### EXCERPTED DATA

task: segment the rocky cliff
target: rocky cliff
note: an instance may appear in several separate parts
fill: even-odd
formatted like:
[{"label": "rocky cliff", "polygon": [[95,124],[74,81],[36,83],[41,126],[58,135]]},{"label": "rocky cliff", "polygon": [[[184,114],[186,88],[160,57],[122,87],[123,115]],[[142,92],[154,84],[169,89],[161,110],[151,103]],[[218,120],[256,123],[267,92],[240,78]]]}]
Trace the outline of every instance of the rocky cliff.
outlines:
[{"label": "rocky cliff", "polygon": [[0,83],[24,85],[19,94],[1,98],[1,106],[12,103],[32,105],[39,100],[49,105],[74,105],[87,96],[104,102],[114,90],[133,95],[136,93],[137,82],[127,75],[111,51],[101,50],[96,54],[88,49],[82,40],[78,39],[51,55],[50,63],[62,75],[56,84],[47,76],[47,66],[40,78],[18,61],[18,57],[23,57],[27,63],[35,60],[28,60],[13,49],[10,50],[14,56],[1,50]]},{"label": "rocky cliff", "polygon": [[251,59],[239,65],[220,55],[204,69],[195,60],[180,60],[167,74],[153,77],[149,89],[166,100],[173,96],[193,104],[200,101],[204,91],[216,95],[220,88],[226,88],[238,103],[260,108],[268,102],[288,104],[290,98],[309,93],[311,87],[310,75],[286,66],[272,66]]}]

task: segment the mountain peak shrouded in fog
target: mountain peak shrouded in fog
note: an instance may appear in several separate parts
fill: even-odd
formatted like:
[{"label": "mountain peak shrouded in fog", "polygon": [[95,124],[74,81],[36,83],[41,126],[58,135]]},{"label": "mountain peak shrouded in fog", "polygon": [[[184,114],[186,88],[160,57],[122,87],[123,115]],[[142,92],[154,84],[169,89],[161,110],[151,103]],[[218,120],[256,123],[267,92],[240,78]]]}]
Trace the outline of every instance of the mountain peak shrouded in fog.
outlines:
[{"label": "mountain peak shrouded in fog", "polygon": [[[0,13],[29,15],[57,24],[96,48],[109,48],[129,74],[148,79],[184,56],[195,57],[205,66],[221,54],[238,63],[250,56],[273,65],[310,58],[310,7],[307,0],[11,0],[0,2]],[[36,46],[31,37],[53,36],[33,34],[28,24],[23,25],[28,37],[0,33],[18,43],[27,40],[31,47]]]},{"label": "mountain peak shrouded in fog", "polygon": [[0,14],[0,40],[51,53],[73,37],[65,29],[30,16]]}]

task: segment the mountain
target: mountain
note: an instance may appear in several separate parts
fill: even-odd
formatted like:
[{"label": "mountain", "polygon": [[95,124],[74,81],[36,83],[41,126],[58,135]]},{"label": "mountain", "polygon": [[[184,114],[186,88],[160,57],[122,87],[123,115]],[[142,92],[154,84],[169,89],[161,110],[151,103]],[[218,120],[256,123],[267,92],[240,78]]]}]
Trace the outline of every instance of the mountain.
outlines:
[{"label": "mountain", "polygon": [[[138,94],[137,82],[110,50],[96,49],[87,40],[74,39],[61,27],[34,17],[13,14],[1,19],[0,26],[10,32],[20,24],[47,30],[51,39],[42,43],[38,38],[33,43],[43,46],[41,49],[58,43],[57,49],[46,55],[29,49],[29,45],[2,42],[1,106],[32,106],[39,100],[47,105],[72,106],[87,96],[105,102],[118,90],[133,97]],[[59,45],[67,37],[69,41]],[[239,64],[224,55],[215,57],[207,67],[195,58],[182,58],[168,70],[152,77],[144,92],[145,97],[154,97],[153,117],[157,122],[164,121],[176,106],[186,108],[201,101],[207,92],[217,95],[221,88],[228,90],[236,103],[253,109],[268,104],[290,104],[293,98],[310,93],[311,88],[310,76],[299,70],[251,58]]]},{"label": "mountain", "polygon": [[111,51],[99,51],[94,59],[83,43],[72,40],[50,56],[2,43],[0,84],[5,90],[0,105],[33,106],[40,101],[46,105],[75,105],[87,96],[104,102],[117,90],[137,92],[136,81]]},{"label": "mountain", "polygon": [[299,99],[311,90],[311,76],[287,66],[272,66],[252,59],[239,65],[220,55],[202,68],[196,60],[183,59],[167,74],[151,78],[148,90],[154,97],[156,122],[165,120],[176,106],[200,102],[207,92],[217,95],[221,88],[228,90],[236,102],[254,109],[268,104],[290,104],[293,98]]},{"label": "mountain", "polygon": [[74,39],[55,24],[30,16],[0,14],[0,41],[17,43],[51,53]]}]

### EXERCISE DESCRIPTION
Exactly as they are written, print the entries again.

### RIGHT ANSWER
task: segment the rocky cliff
target: rocky cliff
note: an instance may appear in several separate parts
fill: even-odd
formatted like:
[{"label": "rocky cliff", "polygon": [[95,124],[74,81],[36,83],[41,126],[58,135]]},{"label": "rocky cliff", "polygon": [[[184,114],[186,88],[160,57],[122,87],[123,115]],[[142,92],[154,84],[169,89],[161,110],[151,103]],[[218,120],[256,123],[267,92],[240,78]]]}]
Trace the outline of every instance of the rocky cliff.
outlines:
[{"label": "rocky cliff", "polygon": [[0,83],[24,85],[19,94],[1,98],[1,106],[12,103],[32,105],[39,100],[49,105],[74,105],[87,96],[104,102],[114,90],[133,95],[136,93],[137,82],[127,75],[111,51],[101,50],[96,54],[88,49],[82,40],[78,39],[51,55],[50,63],[62,75],[56,84],[47,76],[47,66],[40,78],[18,61],[18,57],[23,57],[27,63],[35,60],[28,60],[13,49],[10,50],[14,56],[1,50]]},{"label": "rocky cliff", "polygon": [[251,59],[239,65],[220,55],[204,69],[195,60],[180,60],[167,74],[153,77],[149,89],[166,100],[173,96],[193,104],[200,101],[204,91],[216,95],[220,88],[226,88],[238,103],[260,108],[268,102],[288,104],[290,98],[309,93],[311,87],[310,75],[286,66],[272,66]]}]

task: segment the mountain peak shrouded in fog
target: mountain peak shrouded in fog
note: an instance may appear in several separate parts
fill: even-odd
formatted like:
[{"label": "mountain peak shrouded in fog", "polygon": [[95,124],[74,81],[36,83],[41,126],[58,135]]},{"label": "mountain peak shrouded in fog", "polygon": [[[184,114],[186,88],[160,57],[122,87],[123,115]],[[142,92],[154,84],[169,89],[161,110],[151,103]],[[218,120],[256,123],[267,92],[240,78]]]}]
Trace the outline of every instance of the mountain peak shrouded in fog.
outlines:
[{"label": "mountain peak shrouded in fog", "polygon": [[[0,13],[29,15],[57,24],[96,48],[109,48],[129,74],[148,79],[184,56],[195,57],[205,66],[221,54],[238,63],[250,56],[273,65],[310,58],[310,7],[307,0],[11,0],[0,2]],[[36,46],[31,37],[53,36],[33,34],[28,24],[23,25],[28,37],[0,33],[18,43],[27,40],[31,47]]]},{"label": "mountain peak shrouded in fog", "polygon": [[0,14],[0,40],[51,53],[73,37],[65,29],[30,16]]}]

task: segment the mountain
target: mountain
note: an instance may appear in several separate parts
fill: even-odd
formatted like:
[{"label": "mountain", "polygon": [[95,124],[74,81],[36,83],[41,126],[58,135]]},{"label": "mountain", "polygon": [[[184,114],[186,88],[160,57],[122,87],[123,115]],[[142,92],[154,84],[169,89],[161,110],[151,103]],[[218,120],[256,123],[267,92],[240,78]]]}]
Trace the outline of every instance of the mountain.
outlines:
[{"label": "mountain", "polygon": [[[138,94],[137,82],[110,50],[96,49],[87,40],[74,39],[61,27],[34,17],[13,14],[1,19],[0,26],[10,32],[20,24],[47,30],[51,39],[42,43],[38,38],[33,43],[43,46],[41,49],[58,43],[57,49],[46,55],[29,49],[29,45],[2,42],[1,106],[32,106],[39,100],[47,105],[72,106],[87,96],[105,102],[118,90],[133,97]],[[59,45],[67,37],[69,41]],[[239,64],[224,55],[215,57],[207,67],[195,58],[182,58],[168,70],[152,77],[144,92],[145,97],[154,97],[153,117],[157,122],[164,121],[176,106],[186,108],[201,101],[207,92],[217,95],[221,88],[228,90],[236,103],[253,109],[268,104],[290,104],[293,98],[310,93],[311,88],[310,76],[299,70],[251,58]]]},{"label": "mountain", "polygon": [[111,51],[99,51],[94,59],[83,43],[72,40],[50,56],[2,43],[0,84],[5,90],[0,105],[33,106],[40,101],[46,105],[75,105],[87,96],[104,102],[117,90],[137,92],[136,81]]},{"label": "mountain", "polygon": [[299,99],[311,90],[311,76],[287,66],[272,66],[252,59],[239,65],[220,55],[202,68],[196,60],[183,59],[167,74],[151,78],[148,90],[154,97],[156,122],[165,120],[176,106],[200,102],[207,92],[217,95],[221,88],[228,90],[236,102],[254,109],[268,104],[290,104],[293,98]]},{"label": "mountain", "polygon": [[74,39],[55,24],[30,16],[0,14],[0,41],[17,43],[51,53]]}]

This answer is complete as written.